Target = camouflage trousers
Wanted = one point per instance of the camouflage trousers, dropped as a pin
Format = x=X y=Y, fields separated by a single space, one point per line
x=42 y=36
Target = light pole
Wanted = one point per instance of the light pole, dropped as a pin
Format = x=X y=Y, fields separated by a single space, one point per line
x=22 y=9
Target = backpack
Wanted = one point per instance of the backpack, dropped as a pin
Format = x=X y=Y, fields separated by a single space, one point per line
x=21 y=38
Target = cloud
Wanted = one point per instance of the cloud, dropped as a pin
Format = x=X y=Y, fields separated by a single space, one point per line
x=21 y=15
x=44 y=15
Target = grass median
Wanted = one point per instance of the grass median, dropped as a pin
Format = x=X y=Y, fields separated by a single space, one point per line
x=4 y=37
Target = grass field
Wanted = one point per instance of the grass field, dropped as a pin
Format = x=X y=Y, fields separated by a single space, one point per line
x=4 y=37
----------------
→ **WHAT IS EXPECTED**: Rewrite all the entries above, changing "dropped as a pin" to "placed as a marker" wherever it occurs and leaving everything else as it is.

→ **THE OUTPUT**:
Target = camouflage trousers
Wanted = one point per instance of the camouflage trousers, placed as a marker
Format = x=X y=Y, fields separated by a single space, one point per line
x=42 y=36
Target = light pole
Wanted = one point per instance of the light pole, placed as a marker
Format = x=X y=Y, fields separated by a single space, one point per line
x=22 y=9
Target = backpack
Wanted = one point per instance of the backpack, placed as a marker
Format = x=X y=Y, fields separated by a single space, one point per line
x=21 y=38
Target = cloud
Wanted = one point per instance of the cloud, placed as a marker
Format = x=X y=Y, fields separated by a single space, one point per line
x=21 y=15
x=44 y=15
Target = grass median
Wanted = one point per instance of the grass median, placed as a marker
Format = x=X y=Y, fields separated by a single space, one point per line
x=4 y=37
Target = grass field
Wanted = one point per instance of the grass field, placed as a marker
Format = x=X y=Y, fields separated by a single space, one point per line
x=4 y=37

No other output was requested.